## TO BE DONE
Rewrite every line of the items below as a Markdown table with the columns "Row" and "Item Line", giving each line a number and omitting blank lines. Leave the pictures out of the table.

——————

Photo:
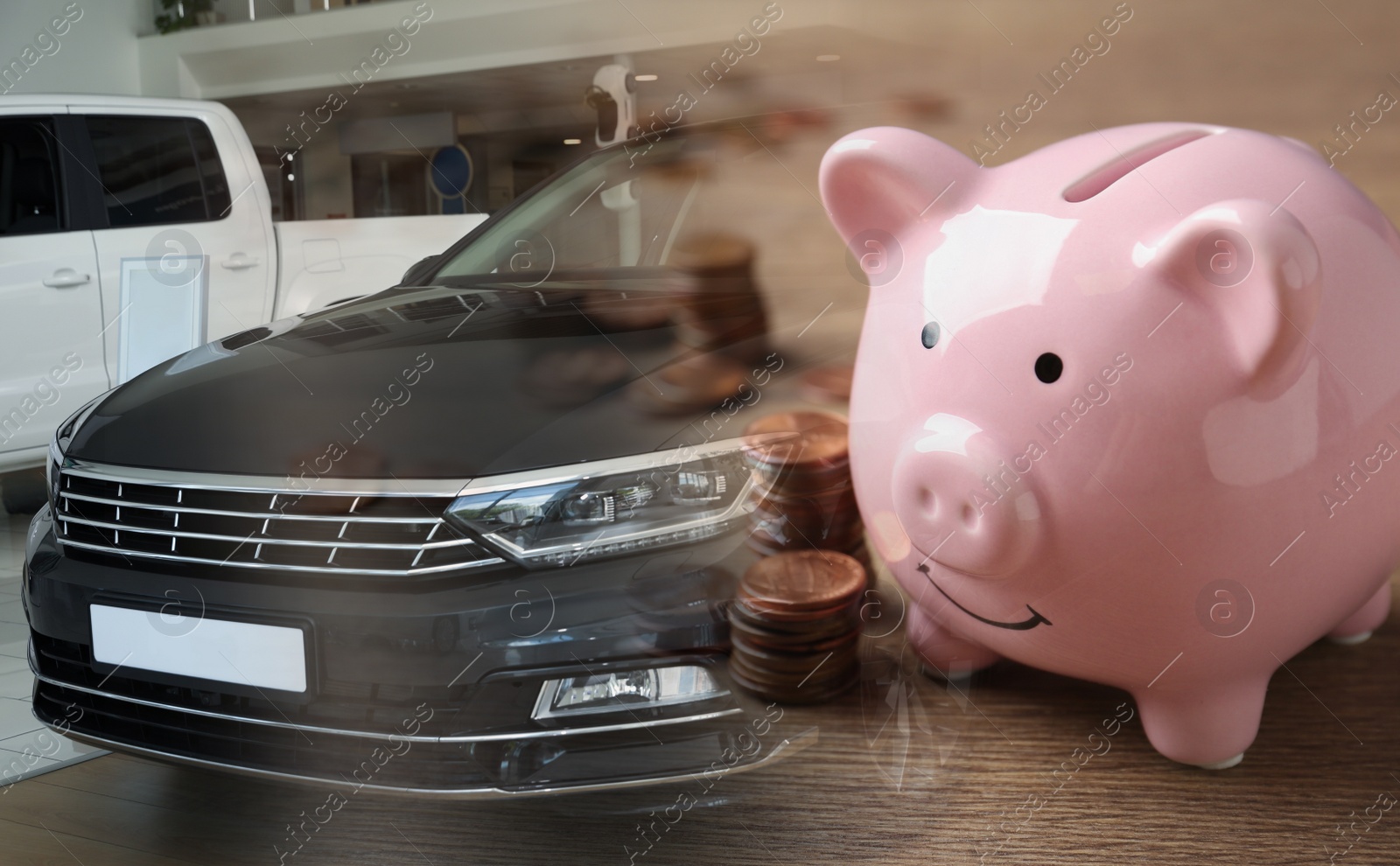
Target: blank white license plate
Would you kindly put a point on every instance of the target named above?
(247, 653)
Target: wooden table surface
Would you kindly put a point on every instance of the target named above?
(906, 770)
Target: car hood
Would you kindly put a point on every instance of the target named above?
(427, 382)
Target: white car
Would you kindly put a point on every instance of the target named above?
(133, 230)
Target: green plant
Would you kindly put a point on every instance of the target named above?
(179, 14)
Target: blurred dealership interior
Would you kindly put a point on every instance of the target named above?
(426, 107)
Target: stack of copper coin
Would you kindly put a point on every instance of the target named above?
(794, 627)
(720, 308)
(804, 485)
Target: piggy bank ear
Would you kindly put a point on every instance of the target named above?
(886, 178)
(1257, 268)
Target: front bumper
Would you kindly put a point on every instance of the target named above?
(424, 688)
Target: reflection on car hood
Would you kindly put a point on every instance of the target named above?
(424, 382)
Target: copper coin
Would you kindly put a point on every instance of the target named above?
(822, 674)
(802, 695)
(821, 443)
(830, 384)
(783, 642)
(783, 655)
(776, 635)
(804, 579)
(762, 614)
(788, 536)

——————

## EXPECTED ANSWER
| Row | Item Line |
|---|---|
| 1 | Photo: |
| 2 | Target: blank white license plate |
| 3 | Would you kindly put a point on every instance of the target named above? |
| 4 | (247, 653) |
| 5 | Target: wooden table surface |
| 6 | Would you kindly put a point on every instance of the target named above? |
| 7 | (906, 770) |
| 8 | Target: car hood |
| 9 | Would you kindly put a point on every instance of the target named above? |
| 10 | (427, 382) |
| 11 | Target: white car |
| 12 | Would you kindly put a point on every instance of the target named above? |
| 13 | (133, 230) |
| 14 | Target: green plant |
| 15 | Would you kindly put a point on every instance of the target named above? |
| 16 | (179, 14) |
| 17 | Target: blurred dealership interior |
| 18 | Would you kindly put a point on every instance of the target named above? |
| 19 | (426, 107) |
| 20 | Target: stack of copper coin |
| 21 | Would you kindly put a point on every instance of the target named above? |
| 22 | (794, 627) |
| 23 | (720, 308) |
| 24 | (804, 485) |
| 25 | Target: piggy bank ear |
| 26 | Would you kindly put a point on every instance of the target named above? |
| 27 | (886, 178) |
| 28 | (1257, 268) |
| 29 | Target: front bumper |
| 30 | Would you kindly put a point on every instance of the target named above? |
| 31 | (424, 688) |
| 32 | Target: reflection on car hood |
| 33 | Would you kindly put a point on every instance of the target named above? |
| 34 | (424, 382) |
| 35 | Target: copper coin |
| 36 | Would you kindly put a point on every instance of the target named above? |
| 37 | (822, 674) |
| 38 | (802, 695) |
| 39 | (821, 443) |
| 40 | (830, 384) |
| 41 | (783, 642) |
| 42 | (783, 655) |
| 43 | (776, 635) |
| 44 | (804, 579) |
| 45 | (762, 614) |
| 46 | (788, 536) |